#### Source text
* * *

Chris: And yet I’d take a Fallout 4 pipe gun over a Fallout 76 pipe bolt action pistol any day of the week and twice on Fasnacht Day. It’s ugly, made of wood, fires a single shot before having to be re-cocked, and it degrades quickly. I always seem to have 15 of these on me and never use them because harsh language feels like a better weapon.
Doom 2016 pistol
James: In the opening moments of Doom, you follow up crushing a demon’s skull with your bare hands by blowing kisses at them with a peashooter. The starting pistol’s shots barely register. Sometimes you’ll catch a flicker of light that implies something flew from the barrel and made contact with a demon, but the nearly parodic ‘pew-pew’ and stapler gun recoil don’t do much to sell the illusion. The alt-fire shot pulls you in tight for some jarring ADS, your movement slows, and after an eternity of charging a slightly bigger pew pops out. It sucks and I’m mad now. It sucks so much that Doom Eternal’s pistol was scrapped, proof that it is a better game.
Quake 2 blaster
Jody: It makes a tiv-tiv noise like a child imitating a laser gun. It fires glowing projectiles that show off Quake 2’s lighting but make it feel like you’re shooting a flare gun, and the piddling damage backs that up. It’s always slightly off the crosshair, down and to the right. The blaster sucks and I hate it.

* * *

Dataset items about object locations
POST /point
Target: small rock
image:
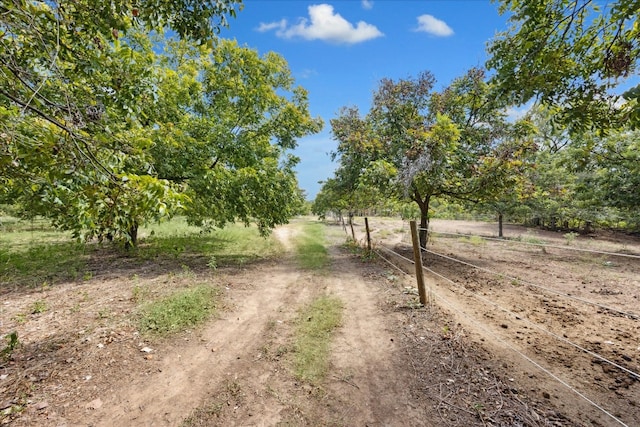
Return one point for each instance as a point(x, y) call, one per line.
point(95, 404)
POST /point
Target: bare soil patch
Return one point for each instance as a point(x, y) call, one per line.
point(550, 315)
point(81, 360)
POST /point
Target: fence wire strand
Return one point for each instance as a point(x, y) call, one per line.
point(569, 248)
point(506, 343)
point(535, 285)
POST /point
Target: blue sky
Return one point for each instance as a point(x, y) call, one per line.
point(339, 51)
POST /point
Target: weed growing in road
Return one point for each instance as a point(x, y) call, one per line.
point(12, 342)
point(177, 312)
point(311, 252)
point(38, 307)
point(314, 331)
point(570, 237)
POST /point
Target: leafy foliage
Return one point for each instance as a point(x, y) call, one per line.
point(570, 54)
point(416, 144)
point(101, 133)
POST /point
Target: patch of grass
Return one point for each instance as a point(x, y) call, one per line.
point(232, 245)
point(531, 237)
point(474, 240)
point(310, 247)
point(38, 307)
point(314, 331)
point(179, 311)
point(570, 237)
point(39, 263)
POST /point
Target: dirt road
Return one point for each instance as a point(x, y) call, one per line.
point(391, 364)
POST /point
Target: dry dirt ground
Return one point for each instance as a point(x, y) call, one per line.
point(461, 361)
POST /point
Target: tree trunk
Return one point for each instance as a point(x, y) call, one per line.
point(133, 236)
point(353, 233)
point(424, 218)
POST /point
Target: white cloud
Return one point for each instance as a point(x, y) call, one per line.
point(281, 25)
point(516, 113)
point(432, 25)
point(324, 24)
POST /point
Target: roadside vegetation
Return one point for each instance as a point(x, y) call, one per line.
point(35, 255)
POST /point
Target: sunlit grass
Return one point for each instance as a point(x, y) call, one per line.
point(310, 246)
point(314, 331)
point(33, 254)
point(183, 309)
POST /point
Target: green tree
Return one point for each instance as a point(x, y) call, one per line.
point(453, 144)
point(570, 54)
point(228, 119)
point(104, 145)
point(75, 81)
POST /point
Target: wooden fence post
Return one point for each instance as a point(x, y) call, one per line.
point(417, 256)
point(366, 225)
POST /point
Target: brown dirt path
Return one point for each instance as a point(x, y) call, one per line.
point(391, 365)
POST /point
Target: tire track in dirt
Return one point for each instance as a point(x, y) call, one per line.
point(368, 375)
point(187, 371)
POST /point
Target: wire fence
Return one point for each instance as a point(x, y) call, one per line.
point(385, 253)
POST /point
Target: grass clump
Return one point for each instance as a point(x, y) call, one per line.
point(233, 245)
point(473, 240)
point(34, 264)
point(310, 246)
point(314, 331)
point(179, 311)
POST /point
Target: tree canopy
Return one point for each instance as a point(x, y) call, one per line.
point(571, 54)
point(418, 144)
point(101, 131)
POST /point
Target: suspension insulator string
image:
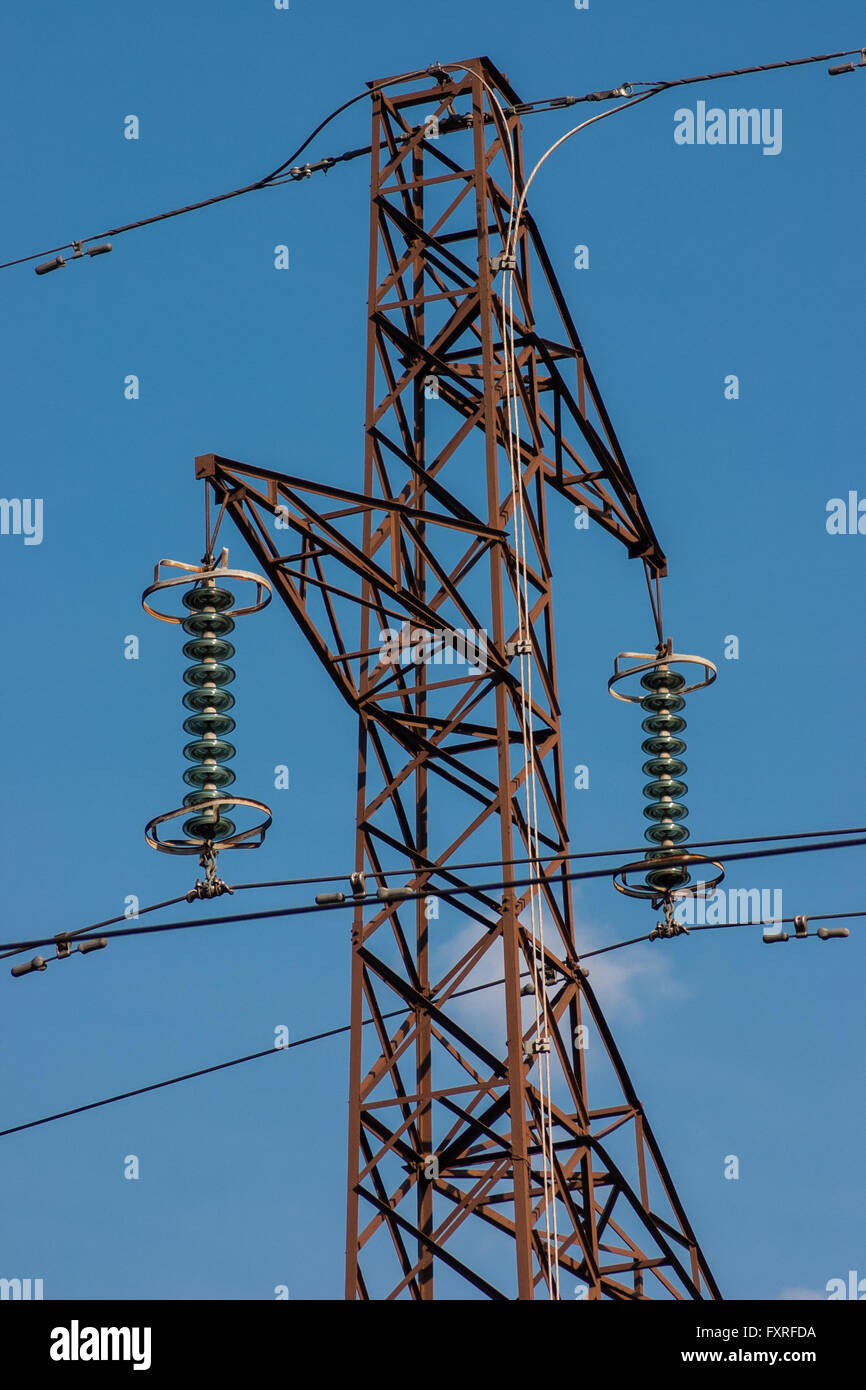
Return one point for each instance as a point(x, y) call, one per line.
point(209, 619)
point(662, 697)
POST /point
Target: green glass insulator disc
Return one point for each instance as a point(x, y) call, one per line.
point(217, 724)
point(655, 702)
point(663, 723)
point(205, 827)
point(209, 773)
point(658, 834)
point(200, 798)
point(656, 766)
point(216, 748)
point(672, 787)
point(660, 680)
point(199, 623)
point(209, 648)
point(203, 597)
point(660, 744)
point(209, 673)
point(203, 699)
point(667, 879)
point(666, 811)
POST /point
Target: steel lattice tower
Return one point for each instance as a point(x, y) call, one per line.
point(446, 1169)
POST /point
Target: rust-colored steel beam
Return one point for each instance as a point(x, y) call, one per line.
point(464, 1176)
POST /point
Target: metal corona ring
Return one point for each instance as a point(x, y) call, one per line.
point(207, 622)
point(662, 698)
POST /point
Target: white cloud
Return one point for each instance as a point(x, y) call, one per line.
point(630, 980)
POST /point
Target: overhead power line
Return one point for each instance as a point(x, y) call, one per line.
point(346, 1027)
point(288, 171)
point(391, 897)
point(453, 868)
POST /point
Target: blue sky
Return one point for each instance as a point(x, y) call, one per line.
point(704, 262)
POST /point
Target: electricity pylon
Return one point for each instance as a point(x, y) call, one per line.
point(499, 1153)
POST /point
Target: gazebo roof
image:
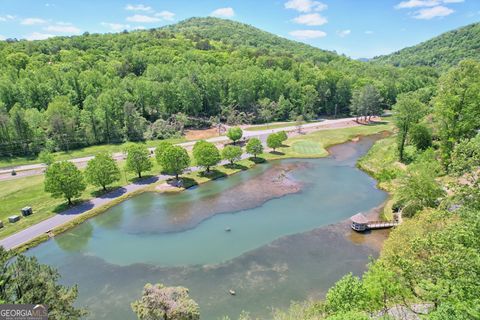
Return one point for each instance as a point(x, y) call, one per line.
point(359, 219)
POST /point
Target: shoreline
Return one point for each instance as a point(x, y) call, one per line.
point(151, 187)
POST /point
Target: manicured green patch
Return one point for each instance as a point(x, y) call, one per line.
point(274, 125)
point(29, 191)
point(80, 153)
point(307, 147)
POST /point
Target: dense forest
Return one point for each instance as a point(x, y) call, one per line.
point(69, 92)
point(444, 51)
point(429, 267)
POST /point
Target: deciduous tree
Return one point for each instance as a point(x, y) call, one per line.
point(63, 179)
point(102, 170)
point(138, 159)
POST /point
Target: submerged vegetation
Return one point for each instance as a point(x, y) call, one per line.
point(67, 93)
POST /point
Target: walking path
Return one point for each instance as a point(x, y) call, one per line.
point(38, 168)
point(47, 225)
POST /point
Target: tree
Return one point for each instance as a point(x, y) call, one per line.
point(174, 159)
point(46, 157)
point(274, 141)
point(407, 112)
point(366, 102)
point(234, 134)
point(138, 159)
point(63, 179)
point(206, 154)
point(161, 147)
point(457, 105)
point(421, 137)
point(419, 189)
point(254, 146)
point(282, 135)
point(348, 294)
point(102, 170)
point(232, 154)
point(165, 303)
point(25, 281)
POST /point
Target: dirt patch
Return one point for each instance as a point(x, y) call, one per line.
point(201, 134)
point(275, 182)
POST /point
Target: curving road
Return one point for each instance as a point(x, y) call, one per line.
point(45, 226)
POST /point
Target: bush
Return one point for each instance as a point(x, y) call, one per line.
point(421, 137)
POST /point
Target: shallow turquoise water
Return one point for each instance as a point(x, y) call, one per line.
point(279, 248)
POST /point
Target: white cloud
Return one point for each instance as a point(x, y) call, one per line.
point(344, 33)
point(6, 18)
point(416, 4)
point(137, 7)
point(305, 5)
point(62, 27)
point(142, 19)
point(430, 13)
point(165, 15)
point(307, 34)
point(116, 26)
point(311, 19)
point(223, 13)
point(409, 4)
point(33, 21)
point(38, 36)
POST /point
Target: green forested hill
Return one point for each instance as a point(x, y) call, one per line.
point(444, 51)
point(70, 92)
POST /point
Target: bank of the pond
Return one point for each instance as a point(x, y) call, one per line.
point(312, 145)
point(281, 247)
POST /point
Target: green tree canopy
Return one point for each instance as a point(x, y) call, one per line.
point(25, 281)
point(174, 160)
point(165, 303)
point(407, 112)
point(102, 170)
point(206, 154)
point(234, 134)
point(255, 147)
point(232, 154)
point(161, 147)
point(457, 105)
point(63, 179)
point(138, 159)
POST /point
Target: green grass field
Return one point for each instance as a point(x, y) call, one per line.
point(314, 145)
point(79, 153)
point(28, 191)
point(274, 125)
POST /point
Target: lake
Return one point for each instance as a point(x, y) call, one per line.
point(289, 239)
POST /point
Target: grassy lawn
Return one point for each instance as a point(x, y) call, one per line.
point(381, 162)
point(274, 125)
point(28, 191)
point(315, 144)
point(79, 153)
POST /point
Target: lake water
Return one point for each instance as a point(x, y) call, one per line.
point(288, 239)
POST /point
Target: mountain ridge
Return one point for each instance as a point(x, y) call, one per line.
point(443, 51)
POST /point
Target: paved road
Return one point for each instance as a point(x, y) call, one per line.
point(45, 226)
point(38, 168)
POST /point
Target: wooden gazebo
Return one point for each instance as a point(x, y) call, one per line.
point(359, 222)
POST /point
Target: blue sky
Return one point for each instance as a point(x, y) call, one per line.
point(357, 28)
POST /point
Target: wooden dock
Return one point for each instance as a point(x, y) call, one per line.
point(360, 223)
point(381, 224)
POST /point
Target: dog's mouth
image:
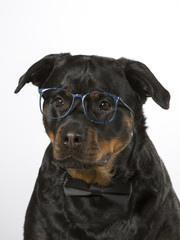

* * *

#### The tasks
(a) According to the passage on video game pistols, in which direction is the Quake 2 blaster always slightly off the crosshair?
(b) Carry on the passage on video game pistols from its last sentence.

#### Written answers
(a) Down and to the right.

(b)
The only thing the blaster has going for it is infinite ammo, which encourages you to use it when you could be shooting something fun like the railgun or the super shotgun. Instead, you click on a turret 20 times or more with that damn blaster, hating every moment.
In Wolfenstein and Doom every weapon felt like it was designed to be a pleasure, even the fallback pistol. But in Quake 2 the blaster, and that sad coughing machine gun, were like holding an armful of blah.
Tyler: It is the embodiment of “pew pew.” One thing I do like is that Strogg go down hard regardless of what they’re hit with. Watching one land on his back because he got beaned in the forehead with the world’s weakest firework is pretty funny.
Shaun: Oh, the Heretic starter weapon is a staff? In the ‘90s I thought it was a piece of magical amber, held in the palms of the player-character’s theoretical hands, capable of killing things. Not a bad thing on paper, except it can’t even one-shot puny gargoyles. I guess the puny gargoyles are Heretic’s version of Doom’s zombiemans—which themselves take three pistol bullets to fell—but this is supposed to be a magical staff, you know?
Heretic’s weapon lineup comprises fantasy takes on Doom’s arsenal—the crossbow is the shotgun, the Dragon Claw is the gatling gun—but the Doom pistol’s ineffectiveness has its place and feels vaguely feasible. I guess it would take three bullets to kill a zombieman. But when trying to inhabit Heretic’s fantasy, it’s hard to imagine a magical elf circle-strafing a mere fireball-throwing bat. That’s not even to mention the sound of the staff: it doesn’t sound magical, it just sounds like a shit gun.
Wes: That little red sparkle it does on-hit is so sad. Am I a wizard, or a kid with a box of damp firecrackers?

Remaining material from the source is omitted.